▶ _Texte choisi_:

Les trois autres histoire suivent la même trame narrative. On part d'une situation originale, on enchaîne sur la folie douce, on verse dans la folie furieuse, puis on est sauvé par le gong du fait-divers tragique. Je vous narre la deux vite fait, la trois est pénible et la quatre grotesque.
La deuxième histoire tourne autour de la passion maniaque d'un quadra bien sous tous rapports, quoiqu'enseignant. On connaît les prédispositions de ce corps d'élite pour les pathologie mentales lourdes. La famille, composée d'un couple semble-t-il légitime et de ses trois filles, s'est portée acquéreur à bon prix d'un bien nécessitant d'important travaux de réfection intérieure. Un coup de masse en entraînant un autre, les voilà engagés dans des travaux à n'en plus finir auxquels monsieur sacrifie bientôt toutes ses soirées, ses nuits et ses vacances. Jusque là, on connaît la chanson. C'est celle des héros imbéciles trouvant leur accomplissement dans la satisfaction d'avoir tout fait eux-même, généralement de travers. J'en connais par coeur le refrain "Contrairement à mes cloisons, je ne me suis pas laissé abattre..." Mais là, folie douce, il semble que Monsieur se soit pris d'une véritable frénésie pour la finition du second oeuvre. Par un procédé d'inversion assez courant en littérature, il est habité par sa maison. On passe à la folie furieuse quand après PLUSIEURS ANNÉES de travaux, l'emménagement prévue en été est repoussé à la Toussaint, puis à Noël, puis à l'été d'après, peut-être, femme et enfants consacrant à leur tour toutes leurs vacances à poncer, enduire, carreler, sous les ordres d'un chef de famille devenu chef de chantier, donc tyrannique. Là, on attend qu'elles le démembrent à la disqueuse, ou qu'elles le coulent dans la chape de béton du garage... Mais stop. Le principal intéressé sort du scénar sur une scène surréaliste. Il a invité ses voisins, ses amis, sa famille pour une sorte de cérémonie au cours de laquelle il offre à chacun une petite composition florale et quelques mots affectueux. Qu'est ce que ça vient foutre là ? Rien. Rien qui serve l'histoire. C'est probablement la seule chose qu'ait trouvé notre personnage principal pour apparaître autrement qu’un Terminator fait main ayant une perceuse à la place du coeur.

▶ _Consigne 1_: Résumez plus brièvement, en gardant ses faits essentiels, le paragraphe de l'extrait qui commence par « La deuxième histoire tourne autour ».

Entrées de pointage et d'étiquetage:

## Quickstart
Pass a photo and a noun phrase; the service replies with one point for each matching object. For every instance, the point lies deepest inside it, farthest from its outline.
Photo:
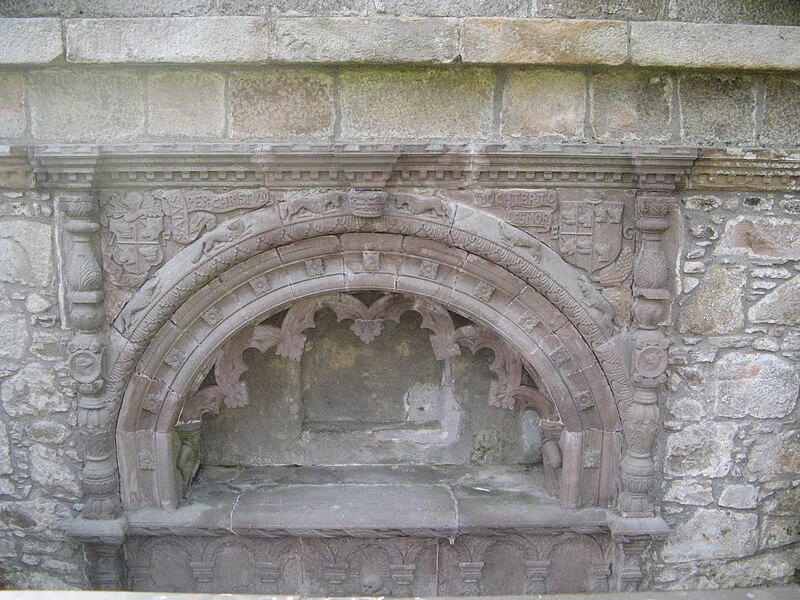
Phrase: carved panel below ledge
(507, 564)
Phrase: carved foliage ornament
(506, 391)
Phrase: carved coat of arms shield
(590, 232)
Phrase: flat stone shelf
(362, 501)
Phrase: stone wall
(730, 445)
(401, 104)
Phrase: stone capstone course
(716, 304)
(30, 41)
(632, 107)
(758, 385)
(544, 104)
(32, 391)
(701, 450)
(712, 534)
(663, 43)
(407, 32)
(177, 40)
(533, 41)
(96, 105)
(416, 104)
(717, 109)
(186, 103)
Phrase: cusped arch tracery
(466, 260)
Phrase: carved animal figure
(601, 310)
(221, 236)
(518, 239)
(315, 205)
(138, 303)
(422, 206)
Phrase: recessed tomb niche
(370, 378)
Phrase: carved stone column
(84, 294)
(650, 280)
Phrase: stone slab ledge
(398, 40)
(775, 593)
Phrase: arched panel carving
(469, 261)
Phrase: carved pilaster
(84, 295)
(650, 280)
(551, 456)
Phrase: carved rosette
(651, 295)
(84, 291)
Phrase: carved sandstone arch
(168, 334)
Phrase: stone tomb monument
(382, 370)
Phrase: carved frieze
(141, 227)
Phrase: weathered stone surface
(784, 502)
(209, 39)
(777, 532)
(30, 41)
(48, 432)
(281, 104)
(183, 8)
(414, 104)
(760, 237)
(5, 451)
(779, 12)
(544, 103)
(739, 496)
(781, 125)
(624, 10)
(712, 534)
(685, 491)
(25, 253)
(186, 103)
(717, 109)
(12, 111)
(50, 470)
(32, 391)
(544, 41)
(365, 40)
(659, 44)
(456, 8)
(13, 335)
(631, 107)
(35, 304)
(758, 385)
(776, 455)
(716, 306)
(68, 106)
(701, 450)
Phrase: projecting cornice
(398, 40)
(374, 166)
(366, 166)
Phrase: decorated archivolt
(507, 389)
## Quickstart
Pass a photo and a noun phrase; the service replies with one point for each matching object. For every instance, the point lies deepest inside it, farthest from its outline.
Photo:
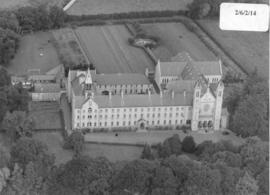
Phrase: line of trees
(202, 8)
(214, 168)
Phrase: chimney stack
(122, 94)
(110, 95)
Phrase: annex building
(189, 93)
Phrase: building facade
(188, 96)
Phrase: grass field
(93, 7)
(11, 4)
(46, 115)
(107, 47)
(175, 38)
(29, 54)
(114, 153)
(67, 47)
(250, 49)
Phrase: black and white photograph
(134, 97)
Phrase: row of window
(119, 86)
(129, 123)
(90, 110)
(129, 116)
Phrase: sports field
(94, 7)
(175, 38)
(250, 49)
(107, 47)
(36, 51)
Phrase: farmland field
(250, 49)
(107, 47)
(11, 4)
(94, 7)
(175, 38)
(36, 51)
(67, 47)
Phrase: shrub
(75, 142)
(188, 144)
(147, 153)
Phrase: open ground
(67, 47)
(250, 49)
(114, 153)
(94, 7)
(175, 38)
(108, 49)
(36, 51)
(13, 4)
(46, 115)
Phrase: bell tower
(196, 106)
(218, 105)
(88, 86)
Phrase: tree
(147, 153)
(75, 141)
(202, 180)
(25, 181)
(3, 105)
(4, 77)
(135, 177)
(229, 178)
(17, 124)
(82, 175)
(188, 144)
(246, 185)
(229, 158)
(263, 182)
(4, 157)
(175, 144)
(4, 176)
(250, 118)
(30, 150)
(164, 181)
(255, 155)
(9, 42)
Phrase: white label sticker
(244, 17)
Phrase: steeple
(88, 78)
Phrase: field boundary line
(69, 4)
(79, 43)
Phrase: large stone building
(190, 93)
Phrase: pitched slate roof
(42, 77)
(46, 88)
(120, 79)
(181, 86)
(144, 100)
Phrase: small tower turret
(196, 106)
(218, 105)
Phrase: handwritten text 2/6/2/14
(245, 12)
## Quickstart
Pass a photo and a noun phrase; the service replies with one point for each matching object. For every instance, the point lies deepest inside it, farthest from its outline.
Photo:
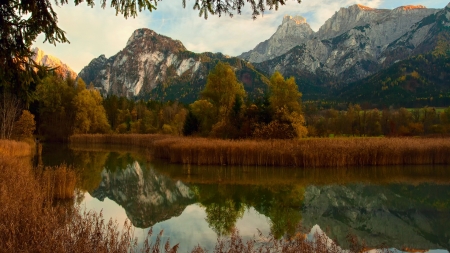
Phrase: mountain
(155, 66)
(343, 61)
(292, 32)
(352, 44)
(355, 43)
(50, 61)
(417, 81)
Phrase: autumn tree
(90, 115)
(286, 106)
(25, 126)
(10, 108)
(224, 93)
(56, 111)
(22, 21)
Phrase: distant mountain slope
(418, 81)
(158, 67)
(346, 68)
(50, 61)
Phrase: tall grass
(31, 222)
(58, 182)
(336, 152)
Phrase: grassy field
(320, 152)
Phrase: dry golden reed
(31, 222)
(58, 182)
(319, 152)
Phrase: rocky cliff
(292, 32)
(155, 66)
(355, 42)
(61, 68)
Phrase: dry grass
(31, 222)
(58, 182)
(306, 153)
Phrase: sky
(96, 31)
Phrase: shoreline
(303, 153)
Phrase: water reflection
(398, 207)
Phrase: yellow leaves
(222, 88)
(415, 74)
(25, 126)
(90, 115)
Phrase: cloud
(94, 31)
(91, 32)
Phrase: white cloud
(94, 31)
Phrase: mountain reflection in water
(396, 207)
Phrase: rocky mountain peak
(293, 31)
(147, 38)
(361, 7)
(41, 58)
(296, 19)
(410, 7)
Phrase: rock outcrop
(155, 66)
(292, 32)
(60, 68)
(359, 41)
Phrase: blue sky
(95, 31)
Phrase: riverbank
(306, 153)
(30, 219)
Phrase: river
(400, 207)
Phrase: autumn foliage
(338, 152)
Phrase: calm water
(397, 207)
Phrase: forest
(62, 107)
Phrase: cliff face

▶ _Consigne 2_: Recopiez le passage des entrées allant de la ligne qui contient « Phrase: rocky mountain peak » jusqu'à la fin des entrées, avec les lignes « Phrase », en décalant de 147 chaque coordonnée des réponses.

▶ _Réponse 1_: La deuxième histoire suit un enseignant quadragénaire, en couple et père de trois filles. La famille a acheté à bon prix un bien exigeant d'importants travaux intérieurs. Les chantiers s'enchaînent sans fin, et il y sacrifie ses soirées, ses nuits et ses vacances, pris d'une frénésie pour la finition du second œuvre. Après plusieurs années, l'emménagement prévu en été est repoussé à la Toussaint, puis à Noël, puis peut-être à l'été suivant. Sa femme et ses enfants passent alors à leur tour leurs vacances à poncer, enduire et carreler sous ses ordres tyranniques. Au lieu du drame attendu, il organise pour ses voisins, ses amis et sa famille une cérémonie où il offre à chacun une petite composition florale et quelques mots affectueux. Le texte juge cette scène inutile à l'histoire : elle semble seulement permettre au personnage de paraître autre chose qu'un Terminator avec une perceuse à la place du cœur.

▶ _Réponse 2_:
Phrase: rocky mountain peak
(440, 178)
(294, 185)
(508, 154)
(188, 205)
(443, 166)
(557, 154)
Phrase: rock outcrop
(302, 213)
(439, 179)
(207, 215)
(506, 188)
Phrase: blue sky
(242, 178)
Phrase: riverbank
(453, 300)
(177, 366)
Phrase: river
(547, 354)
Phrase: autumn foliage
(485, 299)
Phrase: calm water
(544, 354)
Phrase: forest
(209, 254)
Phrase: cliff face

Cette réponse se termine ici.